● **WHAT IS REQUIRED**
A verbatim transcription of every record below is required.

[Items from a data source]
◆ ◆ ◆ ◆ ◆ ◆ ◆
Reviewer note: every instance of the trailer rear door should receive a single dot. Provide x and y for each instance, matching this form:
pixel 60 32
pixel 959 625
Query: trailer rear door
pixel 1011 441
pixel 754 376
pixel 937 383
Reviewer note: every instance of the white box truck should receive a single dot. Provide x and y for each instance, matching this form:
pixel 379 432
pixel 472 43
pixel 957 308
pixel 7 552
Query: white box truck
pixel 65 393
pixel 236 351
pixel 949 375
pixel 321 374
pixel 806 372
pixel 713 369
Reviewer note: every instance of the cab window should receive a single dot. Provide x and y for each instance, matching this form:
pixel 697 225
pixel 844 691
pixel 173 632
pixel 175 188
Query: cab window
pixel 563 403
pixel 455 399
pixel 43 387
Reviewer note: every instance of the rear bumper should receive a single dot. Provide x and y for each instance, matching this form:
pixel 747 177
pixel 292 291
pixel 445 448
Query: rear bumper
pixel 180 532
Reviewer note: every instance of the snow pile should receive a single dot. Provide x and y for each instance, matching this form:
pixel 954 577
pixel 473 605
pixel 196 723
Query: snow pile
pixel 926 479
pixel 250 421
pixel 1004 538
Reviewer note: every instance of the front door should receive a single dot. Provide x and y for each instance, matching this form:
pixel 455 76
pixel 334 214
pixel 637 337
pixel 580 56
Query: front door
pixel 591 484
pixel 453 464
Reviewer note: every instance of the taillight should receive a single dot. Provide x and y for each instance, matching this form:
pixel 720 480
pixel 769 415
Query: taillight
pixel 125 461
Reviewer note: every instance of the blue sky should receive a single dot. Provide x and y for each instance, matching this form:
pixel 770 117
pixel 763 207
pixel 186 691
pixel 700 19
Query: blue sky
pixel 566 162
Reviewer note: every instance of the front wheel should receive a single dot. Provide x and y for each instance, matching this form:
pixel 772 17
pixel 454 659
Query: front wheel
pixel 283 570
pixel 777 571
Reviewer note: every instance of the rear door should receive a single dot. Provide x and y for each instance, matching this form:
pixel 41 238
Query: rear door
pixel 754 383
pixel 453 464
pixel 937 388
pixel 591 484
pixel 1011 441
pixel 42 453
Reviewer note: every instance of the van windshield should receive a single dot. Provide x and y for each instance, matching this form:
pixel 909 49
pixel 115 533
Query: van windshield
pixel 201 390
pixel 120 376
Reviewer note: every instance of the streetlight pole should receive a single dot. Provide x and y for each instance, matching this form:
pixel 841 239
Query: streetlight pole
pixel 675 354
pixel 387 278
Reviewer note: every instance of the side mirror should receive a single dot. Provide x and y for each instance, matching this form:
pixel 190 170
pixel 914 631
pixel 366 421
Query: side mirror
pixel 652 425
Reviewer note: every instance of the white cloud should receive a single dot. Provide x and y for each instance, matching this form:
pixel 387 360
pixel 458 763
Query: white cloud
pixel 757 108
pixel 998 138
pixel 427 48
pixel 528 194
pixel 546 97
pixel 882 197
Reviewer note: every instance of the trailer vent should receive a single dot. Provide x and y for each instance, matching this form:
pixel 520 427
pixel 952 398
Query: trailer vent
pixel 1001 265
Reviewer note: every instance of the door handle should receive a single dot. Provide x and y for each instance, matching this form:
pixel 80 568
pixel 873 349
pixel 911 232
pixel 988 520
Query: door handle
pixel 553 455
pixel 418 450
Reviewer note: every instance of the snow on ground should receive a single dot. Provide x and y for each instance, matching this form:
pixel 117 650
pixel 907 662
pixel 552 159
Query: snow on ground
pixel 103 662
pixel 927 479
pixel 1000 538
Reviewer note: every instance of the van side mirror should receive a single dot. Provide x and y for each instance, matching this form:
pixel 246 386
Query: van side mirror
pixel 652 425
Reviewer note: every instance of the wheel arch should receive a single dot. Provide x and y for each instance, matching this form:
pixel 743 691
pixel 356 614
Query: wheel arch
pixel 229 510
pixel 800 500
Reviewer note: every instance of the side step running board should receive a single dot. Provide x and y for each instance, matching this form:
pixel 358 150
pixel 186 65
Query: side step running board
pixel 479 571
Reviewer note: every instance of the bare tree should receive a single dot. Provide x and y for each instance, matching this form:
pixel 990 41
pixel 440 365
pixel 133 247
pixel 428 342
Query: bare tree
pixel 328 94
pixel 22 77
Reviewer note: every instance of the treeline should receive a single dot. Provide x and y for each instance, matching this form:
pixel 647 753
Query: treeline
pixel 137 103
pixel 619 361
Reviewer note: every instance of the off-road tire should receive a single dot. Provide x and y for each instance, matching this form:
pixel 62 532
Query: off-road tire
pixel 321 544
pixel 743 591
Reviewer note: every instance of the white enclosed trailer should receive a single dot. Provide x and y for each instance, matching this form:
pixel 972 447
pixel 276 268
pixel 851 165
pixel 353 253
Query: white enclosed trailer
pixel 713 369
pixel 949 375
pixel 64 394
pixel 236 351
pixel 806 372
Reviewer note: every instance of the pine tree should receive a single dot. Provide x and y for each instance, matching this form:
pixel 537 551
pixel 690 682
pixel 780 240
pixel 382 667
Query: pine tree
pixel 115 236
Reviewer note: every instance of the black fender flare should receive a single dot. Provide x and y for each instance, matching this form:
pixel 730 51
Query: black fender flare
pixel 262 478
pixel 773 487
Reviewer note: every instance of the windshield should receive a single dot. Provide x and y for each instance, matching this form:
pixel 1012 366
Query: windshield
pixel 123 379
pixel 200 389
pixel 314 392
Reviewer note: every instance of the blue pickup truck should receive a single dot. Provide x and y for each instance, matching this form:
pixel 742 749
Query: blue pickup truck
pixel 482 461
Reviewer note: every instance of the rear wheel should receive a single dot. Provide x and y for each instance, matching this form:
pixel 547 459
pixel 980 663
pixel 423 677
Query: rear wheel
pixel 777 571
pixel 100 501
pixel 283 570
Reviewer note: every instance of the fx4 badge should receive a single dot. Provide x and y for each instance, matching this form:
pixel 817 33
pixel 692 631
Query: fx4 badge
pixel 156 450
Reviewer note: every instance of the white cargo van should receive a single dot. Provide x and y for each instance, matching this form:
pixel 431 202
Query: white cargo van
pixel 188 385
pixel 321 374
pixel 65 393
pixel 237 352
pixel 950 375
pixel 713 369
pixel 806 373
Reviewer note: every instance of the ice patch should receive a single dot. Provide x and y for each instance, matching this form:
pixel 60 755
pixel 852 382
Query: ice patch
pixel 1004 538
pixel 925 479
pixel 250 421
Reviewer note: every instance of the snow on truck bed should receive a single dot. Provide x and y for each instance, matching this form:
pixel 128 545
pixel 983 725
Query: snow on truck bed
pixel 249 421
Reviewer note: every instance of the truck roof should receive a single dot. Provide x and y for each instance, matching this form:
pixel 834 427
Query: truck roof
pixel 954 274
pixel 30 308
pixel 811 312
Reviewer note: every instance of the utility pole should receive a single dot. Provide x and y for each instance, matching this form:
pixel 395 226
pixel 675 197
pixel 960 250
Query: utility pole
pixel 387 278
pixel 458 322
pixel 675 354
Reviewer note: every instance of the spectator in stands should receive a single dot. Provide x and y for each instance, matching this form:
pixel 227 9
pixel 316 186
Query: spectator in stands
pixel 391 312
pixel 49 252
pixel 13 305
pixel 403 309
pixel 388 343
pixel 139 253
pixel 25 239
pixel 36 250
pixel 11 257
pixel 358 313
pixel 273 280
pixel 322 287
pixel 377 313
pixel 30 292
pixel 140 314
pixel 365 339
◆ ◆ ◆ ◆ ◆ ◆ ◆
● **ANSWER TO THIS PROBLEM**
Reviewer note: every instance of the trailer rear door should receive a single dot. Provide x and y for each instance, matching this form:
pixel 60 32
pixel 959 625
Query: trailer rear door
pixel 1011 441
pixel 754 376
pixel 937 383
Reviewer note: every instance of the white box truck should receive a single dot. Provide x and y for each instance, matching this form:
pixel 379 432
pixel 472 43
pixel 957 308
pixel 7 552
Query: white box truck
pixel 65 393
pixel 236 351
pixel 949 375
pixel 321 374
pixel 806 372
pixel 713 369
Reviewer note: every instance of the cab window should receive a single dot. Provide x and y for each instance, matching this form:
pixel 697 225
pixel 844 691
pixel 173 632
pixel 175 188
Query: cab window
pixel 563 403
pixel 455 399
pixel 43 387
Reviewer note: every instance of the rear bumper should receive a single dot. Provide x and y for each instance, matching this form:
pixel 747 177
pixel 292 291
pixel 445 448
Query: rear bumper
pixel 180 532
Reviewer note: every instance of the snow pile should receive a single dot. Provide x and y for each instance, matching this form:
pixel 954 577
pixel 473 605
pixel 196 723
Query: snow pile
pixel 926 479
pixel 250 421
pixel 1004 538
Reviewer note: every instance of the front door should receive a single dot. Provide x and y for each instance, matching this form:
pixel 455 76
pixel 334 214
pixel 637 337
pixel 580 56
Query: front door
pixel 591 484
pixel 453 464
Reviewer note: every instance of the taillight should receive a single dot. Provide x and y for each instance, matching this form:
pixel 720 480
pixel 769 415
Query: taillight
pixel 125 461
Reviewer note: every instance of the blue sky should receive a single dot. Provide x and y for each instance, matching this form:
pixel 770 117
pixel 763 207
pixel 186 691
pixel 700 19
Query: blue sky
pixel 566 162
Reviewer note: every instance of the front wheel should receive a single dot. Provide x and y for each instance, matching this form:
pixel 772 17
pixel 454 659
Query: front wheel
pixel 283 570
pixel 777 571
Reviewer note: every instance of the rear door should receive a single dot. Provide x and y for each instance, matching this form:
pixel 41 238
Query: rear door
pixel 754 383
pixel 453 464
pixel 937 388
pixel 591 484
pixel 1011 441
pixel 42 453
Reviewer note: every instance of the van windshield should receive a single dot. Provide x and y for each instance, matching this form:
pixel 909 49
pixel 115 533
Query: van windshield
pixel 201 390
pixel 120 376
Reviewer note: every instance of the streetlight pole should receive a single dot. Provide x and y for each instance, matching this form:
pixel 841 239
Query: streetlight pole
pixel 675 354
pixel 387 278
Reviewer note: every instance of the side mirror should receive a single dot. Provide x and y for each instance, matching this form:
pixel 190 170
pixel 914 631
pixel 366 421
Query: side mirror
pixel 652 425
Reviewer note: every instance of the white cloud should receive a single dot. Provide x and y for each instance, matching this form:
pixel 387 360
pixel 458 763
Query: white cloud
pixel 757 108
pixel 998 138
pixel 427 48
pixel 528 194
pixel 546 97
pixel 882 197
Reviewer note: every instance of the trailer vent should receive a single dot. Provide x and y for each instance, matching this form:
pixel 520 427
pixel 952 398
Query: trailer vent
pixel 1001 265
Reviewer note: every instance of the door handle should receive a single dot. Provide x and y for each instance, matching this form:
pixel 80 568
pixel 873 349
pixel 911 232
pixel 988 520
Query: door handle
pixel 553 455
pixel 418 450
Reviewer note: every instance of the snow on ground should receive a single dot. Provide x and y for each instance, matching this form:
pixel 117 650
pixel 907 662
pixel 552 159
Query: snow on ground
pixel 103 662
pixel 927 479
pixel 1000 538
Reviewer note: every instance of the van side mirror should receive a single dot. Provide x and y for each instance, matching this form:
pixel 246 386
Query: van side mirror
pixel 652 425
Reviewer note: every instance of the wheel arch should receive a single dot. Provide x and y for each instance, matching this form:
pixel 743 691
pixel 356 614
Query: wheel arch
pixel 229 510
pixel 800 500
Reviewer note: every instance of the side step running board should receive a single dot. Provide x and y for each instance, matching this form:
pixel 358 150
pixel 186 65
Query: side step running board
pixel 479 571
Reviewer note: every instance of the bare tree should receive a single dot. Provide x and y for each instance, matching this form:
pixel 990 41
pixel 440 365
pixel 133 247
pixel 428 342
Query: bare tree
pixel 328 94
pixel 22 77
Reviewer note: every instance of the treeline should receive a single dot. Provide x and y for each instance, matching this form:
pixel 647 753
Query: treeline
pixel 137 103
pixel 619 361
Reviewer note: every instance of the off-road tire should receive a single dot. Provide x and y for each instance, matching this form:
pixel 62 532
Query: off-road tire
pixel 321 544
pixel 743 591
Reviewer note: every instance of the white enclosed trailer should receive a single dot. Provide x and y for each instance, matching this form:
pixel 972 447
pixel 276 268
pixel 851 165
pixel 353 253
Query: white enclosed trailer
pixel 713 369
pixel 949 375
pixel 64 394
pixel 236 351
pixel 806 372
Reviewer note: every instance of the pine tree should receive a single dot. Provide x and y for each instance, matching this form:
pixel 537 551
pixel 690 682
pixel 780 240
pixel 382 667
Query: pine tree
pixel 115 236
Reviewer note: every instance of the black fender flare should receive a single dot. Provide x and y for each instance, matching this form:
pixel 730 51
Query: black fender flare
pixel 262 478
pixel 773 487
Reviewer note: every instance of the windshield should receive a single dot. Provide x and y for each instance, matching this form:
pixel 1012 366
Query: windshield
pixel 123 379
pixel 200 389
pixel 314 392
Reviewer note: every instance of the blue pickup truck should receive a single dot. Provide x and y for each instance, matching this form:
pixel 742 749
Query: blue pickup truck
pixel 482 461
Reviewer note: every instance of the rear wheel should receive a single dot. Provide x and y for each instance, matching this form:
pixel 547 459
pixel 980 663
pixel 423 677
Query: rear wheel
pixel 777 571
pixel 100 501
pixel 283 570
Reviewer note: every instance of the fx4 badge should receive a single dot. Provide x and y for each instance, matching this form:
pixel 817 33
pixel 692 631
Query: fx4 badge
pixel 156 450
Reviewer note: every instance of the white cargo van should receive a single dot. Provide x and y for each instance, matching this form:
pixel 431 202
Query: white cargo van
pixel 188 385
pixel 321 374
pixel 65 393
pixel 237 352
pixel 950 375
pixel 713 369
pixel 806 373
Reviewer note: every instance of the ice patch should receive a single dot. Provide x and y for each instance, matching this form:
pixel 60 755
pixel 852 382
Query: ice patch
pixel 1004 538
pixel 925 479
pixel 250 421
Reviewer note: every instance of the snow on truck bed should receive a single dot. Provide x and y for each instance, matching this form:
pixel 128 545
pixel 983 725
Query: snow on truck bed
pixel 249 421
Reviewer note: every instance of the truck roof should receive a single dot. Provide x and y for each instance, matching this form:
pixel 834 427
Query: truck roof
pixel 954 274
pixel 30 308
pixel 811 312
Reviewer note: every instance of the utility pole should receive a single dot. Provide x and y for each instance, matching this form:
pixel 395 226
pixel 675 197
pixel 960 250
Query: utility pole
pixel 387 278
pixel 458 322
pixel 675 354
Reviewer note: every instance of the spectator in stands should receive a single dot. Provide x and y for each instance, matching this form:
pixel 227 9
pixel 316 186
Query: spectator in stands
pixel 391 312
pixel 49 252
pixel 13 305
pixel 403 309
pixel 388 343
pixel 139 253
pixel 25 239
pixel 36 250
pixel 11 257
pixel 358 313
pixel 273 280
pixel 322 287
pixel 377 313
pixel 30 292
pixel 140 314
pixel 365 339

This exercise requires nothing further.